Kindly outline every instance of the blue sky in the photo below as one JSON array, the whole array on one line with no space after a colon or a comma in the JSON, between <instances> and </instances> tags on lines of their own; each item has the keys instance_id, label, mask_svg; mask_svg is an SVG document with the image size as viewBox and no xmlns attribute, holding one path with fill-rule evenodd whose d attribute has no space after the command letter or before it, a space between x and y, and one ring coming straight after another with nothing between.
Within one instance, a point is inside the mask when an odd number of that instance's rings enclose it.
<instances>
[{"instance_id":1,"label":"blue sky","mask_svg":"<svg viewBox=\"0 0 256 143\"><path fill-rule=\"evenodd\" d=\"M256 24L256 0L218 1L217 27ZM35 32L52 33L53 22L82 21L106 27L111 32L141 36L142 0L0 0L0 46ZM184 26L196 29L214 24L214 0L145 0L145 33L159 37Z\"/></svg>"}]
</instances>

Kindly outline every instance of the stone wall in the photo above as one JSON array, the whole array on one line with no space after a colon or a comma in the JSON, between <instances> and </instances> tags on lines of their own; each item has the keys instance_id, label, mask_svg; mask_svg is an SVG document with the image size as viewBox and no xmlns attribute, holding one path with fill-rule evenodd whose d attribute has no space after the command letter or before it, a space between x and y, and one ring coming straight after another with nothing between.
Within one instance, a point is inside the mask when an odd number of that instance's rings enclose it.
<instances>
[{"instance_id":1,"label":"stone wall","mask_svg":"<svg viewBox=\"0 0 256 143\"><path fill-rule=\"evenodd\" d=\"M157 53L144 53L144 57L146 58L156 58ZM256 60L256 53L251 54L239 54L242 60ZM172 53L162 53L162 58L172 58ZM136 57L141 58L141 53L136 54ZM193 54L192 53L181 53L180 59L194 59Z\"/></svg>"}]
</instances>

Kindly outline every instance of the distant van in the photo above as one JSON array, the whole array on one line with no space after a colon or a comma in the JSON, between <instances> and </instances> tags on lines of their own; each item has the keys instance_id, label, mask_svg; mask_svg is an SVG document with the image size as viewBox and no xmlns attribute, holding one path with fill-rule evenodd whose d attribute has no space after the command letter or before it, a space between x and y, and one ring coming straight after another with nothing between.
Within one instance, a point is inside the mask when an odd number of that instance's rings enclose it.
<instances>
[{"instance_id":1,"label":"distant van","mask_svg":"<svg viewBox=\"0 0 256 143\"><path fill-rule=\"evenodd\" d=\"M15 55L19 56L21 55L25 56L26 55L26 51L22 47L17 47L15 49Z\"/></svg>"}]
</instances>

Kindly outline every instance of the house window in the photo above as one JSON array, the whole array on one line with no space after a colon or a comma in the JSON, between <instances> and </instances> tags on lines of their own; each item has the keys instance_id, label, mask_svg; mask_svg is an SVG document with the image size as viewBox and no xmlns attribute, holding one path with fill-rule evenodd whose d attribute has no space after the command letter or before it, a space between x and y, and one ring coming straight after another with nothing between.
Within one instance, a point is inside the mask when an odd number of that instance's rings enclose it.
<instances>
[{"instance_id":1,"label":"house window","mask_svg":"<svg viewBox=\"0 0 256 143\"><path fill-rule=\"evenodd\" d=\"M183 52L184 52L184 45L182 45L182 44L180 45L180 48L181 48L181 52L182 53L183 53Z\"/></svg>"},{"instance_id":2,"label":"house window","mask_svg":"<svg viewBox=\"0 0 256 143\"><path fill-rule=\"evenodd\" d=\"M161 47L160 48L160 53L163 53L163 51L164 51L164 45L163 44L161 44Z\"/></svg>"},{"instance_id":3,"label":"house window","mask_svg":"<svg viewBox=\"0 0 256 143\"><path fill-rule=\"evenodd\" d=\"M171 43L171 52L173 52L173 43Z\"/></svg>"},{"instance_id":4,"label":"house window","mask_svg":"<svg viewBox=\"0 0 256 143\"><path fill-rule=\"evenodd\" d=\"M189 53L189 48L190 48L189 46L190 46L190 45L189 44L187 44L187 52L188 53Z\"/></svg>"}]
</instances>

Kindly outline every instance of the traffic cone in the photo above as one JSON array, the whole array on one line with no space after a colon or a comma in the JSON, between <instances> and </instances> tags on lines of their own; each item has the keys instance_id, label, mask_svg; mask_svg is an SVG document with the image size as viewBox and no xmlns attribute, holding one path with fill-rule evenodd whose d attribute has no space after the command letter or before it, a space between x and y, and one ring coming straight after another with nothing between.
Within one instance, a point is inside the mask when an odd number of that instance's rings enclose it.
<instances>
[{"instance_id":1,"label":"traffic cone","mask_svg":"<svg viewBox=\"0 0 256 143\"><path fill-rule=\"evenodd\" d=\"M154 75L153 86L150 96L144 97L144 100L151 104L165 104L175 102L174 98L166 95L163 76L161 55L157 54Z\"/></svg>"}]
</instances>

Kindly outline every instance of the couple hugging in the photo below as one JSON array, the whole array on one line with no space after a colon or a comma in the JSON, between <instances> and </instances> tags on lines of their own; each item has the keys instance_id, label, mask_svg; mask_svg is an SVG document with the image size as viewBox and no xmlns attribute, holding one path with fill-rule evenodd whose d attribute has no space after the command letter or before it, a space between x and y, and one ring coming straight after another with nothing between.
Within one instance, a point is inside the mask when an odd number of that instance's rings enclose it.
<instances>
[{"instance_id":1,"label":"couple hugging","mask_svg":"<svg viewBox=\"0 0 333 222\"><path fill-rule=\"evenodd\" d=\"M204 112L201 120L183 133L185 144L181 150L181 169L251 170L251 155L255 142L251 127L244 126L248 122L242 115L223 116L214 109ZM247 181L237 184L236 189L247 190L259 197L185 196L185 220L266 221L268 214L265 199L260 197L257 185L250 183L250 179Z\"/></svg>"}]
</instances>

### REQUIREMENTS
Copy the entire listing above verbatim, line by line, with no changes.

### TASK ANSWER
Kindly outline every instance of the blue sky in the photo below as one JSON array, the whole array on one line with no space after a colon or a comma in the JSON, between <instances> and </instances> tags on lines of their own; each item has the keys instance_id, label, mask_svg; mask_svg is an SVG document with the image size as viewBox and no xmlns attribute, holding one path with fill-rule evenodd whose d attribute has no space after the command letter or before it, a space between x and y, and one ring coming straight after another with nothing between.
Within one instance, a point is inside the mask when an odd number of that instance's rings enclose it.
<instances>
[{"instance_id":1,"label":"blue sky","mask_svg":"<svg viewBox=\"0 0 256 143\"><path fill-rule=\"evenodd\" d=\"M256 24L256 0L218 1L217 27ZM35 32L52 33L53 22L82 21L106 27L111 32L141 36L142 0L0 0L0 46ZM184 26L196 29L214 24L214 0L145 0L145 33L159 37Z\"/></svg>"}]
</instances>

Kindly outline every instance of the stone wall in the photo above as one JSON array, the whole array on one line with no space after a colon or a comma in the JSON, between <instances> and </instances> tags on lines of their own; each item has the keys instance_id, label, mask_svg; mask_svg is an SVG document with the image size as viewBox and no xmlns attribute, holding one path with fill-rule evenodd whose d attribute has no space after the command letter or before it, a space between x and y, and one ring coming straight after another with nothing between.
Within one instance, a point is inside the mask when an odd number of that instance's rings enclose it.
<instances>
[{"instance_id":1,"label":"stone wall","mask_svg":"<svg viewBox=\"0 0 256 143\"><path fill-rule=\"evenodd\" d=\"M157 53L144 53L144 57L146 58L156 58ZM256 60L256 53L251 54L239 54L242 60ZM172 53L162 53L162 58L172 58ZM136 57L141 58L141 53L136 54ZM193 54L192 53L181 53L180 59L194 59Z\"/></svg>"}]
</instances>

Kindly outline every instance of the distant van in the photo above as one JSON array, the whole array on one line with no space after a colon or a comma in the JSON, between <instances> and </instances> tags on lines of their own; each item has the keys instance_id, label, mask_svg; mask_svg is an SVG document with the image size as viewBox and no xmlns attribute, holding one path with fill-rule evenodd whose d attribute has no space after the command letter or before it, a space between x and y, and one ring coming straight after another with nothing between.
Within one instance, a point is inside the mask when an odd number of that instance's rings enclose it.
<instances>
[{"instance_id":1,"label":"distant van","mask_svg":"<svg viewBox=\"0 0 256 143\"><path fill-rule=\"evenodd\" d=\"M15 55L19 56L21 55L25 56L26 55L26 51L22 47L17 47L15 49Z\"/></svg>"}]
</instances>

Kindly outline every instance of the house window in the photo above as one JSON array, the whole array on one line with no space after a colon or a comma in the JSON, between <instances> and </instances> tags on lines of their own; each item has the keys instance_id, label, mask_svg; mask_svg is an SVG document with the image size as viewBox and no xmlns attribute, holding one path with fill-rule evenodd whose d attribute has no space after the command letter or before it, a space between x and y, and one ring coming straight after another with nothing between.
Within one instance, a point is inside the mask when an odd number of that instance's rings enclose it.
<instances>
[{"instance_id":1,"label":"house window","mask_svg":"<svg viewBox=\"0 0 256 143\"><path fill-rule=\"evenodd\" d=\"M183 52L184 52L184 45L182 45L182 44L180 45L180 48L181 48L181 52L182 53L183 53Z\"/></svg>"},{"instance_id":2,"label":"house window","mask_svg":"<svg viewBox=\"0 0 256 143\"><path fill-rule=\"evenodd\" d=\"M161 47L160 48L160 53L163 53L163 51L164 51L164 45L163 44L161 44Z\"/></svg>"},{"instance_id":3,"label":"house window","mask_svg":"<svg viewBox=\"0 0 256 143\"><path fill-rule=\"evenodd\" d=\"M171 43L171 52L173 52L173 43Z\"/></svg>"},{"instance_id":4,"label":"house window","mask_svg":"<svg viewBox=\"0 0 256 143\"><path fill-rule=\"evenodd\" d=\"M189 53L189 48L190 48L189 46L190 46L190 45L189 44L187 44L187 52L188 53Z\"/></svg>"}]
</instances>

Kindly outline every instance of the traffic cone in the photo above as one JSON array, the whole array on one line with no space after a colon or a comma in the JSON, between <instances> and </instances> tags on lines of their own; each item has the keys instance_id, label, mask_svg; mask_svg is an SVG document with the image size as viewBox and no xmlns attribute, holding one path with fill-rule evenodd whose d attribute has no space after the command letter or before it, a space between x and y, and one ring coming straight after another with nothing between.
Within one instance, a point is inside the mask when an odd number of that instance's rings enclose it.
<instances>
[{"instance_id":1,"label":"traffic cone","mask_svg":"<svg viewBox=\"0 0 256 143\"><path fill-rule=\"evenodd\" d=\"M154 75L153 86L150 96L144 97L144 100L151 104L165 104L175 102L174 98L166 95L163 76L161 55L157 54Z\"/></svg>"}]
</instances>

Kindly outline every instance of the couple hugging in the photo below as one JSON array, the whole array on one line with no space after a colon or a comma in the JSON, between <instances> and </instances> tags on lines of their own; each item has the keys instance_id, label, mask_svg; mask_svg is an SVG document with the image size as viewBox and no xmlns attribute, holding one path with fill-rule evenodd whose d attribute has no space after the command letter or before it, a space between x and y, and one ring coming straight after another with nothing between.
Within one instance, a point is inside the mask when an odd number of that instance's rings enclose it.
<instances>
[{"instance_id":1,"label":"couple hugging","mask_svg":"<svg viewBox=\"0 0 333 222\"><path fill-rule=\"evenodd\" d=\"M204 112L201 120L183 133L185 144L181 150L181 169L251 170L251 155L255 142L251 127L244 126L248 122L242 115L223 116L214 109ZM247 181L237 184L236 189L247 190L259 197L185 196L185 220L266 221L268 214L265 199L260 197L257 185L250 183L250 179Z\"/></svg>"}]
</instances>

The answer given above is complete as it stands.